Des grilles, des sas, des portes, des clefs qui tournent. Le quotidien des détenus du centre pénitentiaire de Metz-Queuleu. Un univers peu ordinaire pour le groupe d’une cinquantaine de patrons venus visiter les ateliers de la prison, où ils peuvent sous-traiter une partie de leur production.
Dans l’atelier de 3 000 m2, entre 60 et 120 détenus viennent travailler chaque matin. Pas l’impression d’être en prison, plutôt dans une entreprise ordinaire avec ses chaînes d’ouvriers et ses conteneurs en attente. Les entreprises sous-traitent ici la réalisation de tâches répétitives : petites bougies d’ambiance à faire mouler, vis et boulons à mettre en sachet…
Attablé à son plan de travail, Michel (le prénom a été modifié) soude des attaches de pare-soleil pour une marque de voitures de luxe qui ne souhaite pas faire connaître son nom. Il en fabrique 600 chaque jour. A raison de 2 centimes la pièce, « ça fait 12 euros par jour ». Michel est là depuis cinq ans. Il en a pris quatorze pour « une affaire de mœurs ». Le reste de ses journées il le passe dans sa cellule, à écouter la radio. « Je me lève à cinq heures, et je commence vers 7h20. Puis je m’arrête à 16h. Tout tourne autour du travail. Y a pas à se plaindre, ça nous occupe. On n’est pas à l’hôtel. On a fait une connerie, il faut qu’on l’assume. »

■ ■ ■ ■ ■

**CONSIGNES DE L'EXERCICE**
Mettez à jour le passage de l'extrait sur la prison de Metz-Queuleu qui va de « Des grilles, des » jusqu'à « de leur production. », en substituant « chefs d'entreprise » à « patrons ». Les données constituent un matériau indépendant de l'extrait.

■ ■ ■ ■ ■

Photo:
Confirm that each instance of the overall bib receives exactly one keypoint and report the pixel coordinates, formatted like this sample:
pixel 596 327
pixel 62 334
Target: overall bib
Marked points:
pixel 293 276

■ ■ ■ ■ ■

**RÉSULTAT DE L'EXERCICE**
Des grilles, des sas, des portes, des clefs qui tournent. Le quotidien des détenus du centre pénitentiaire de Metz-Queuleu. Un univers peu ordinaire pour le groupe d’une cinquantaine de chefs d'entreprise venus visiter les ateliers de la prison, où ils peuvent sous-traiter une partie de leur production.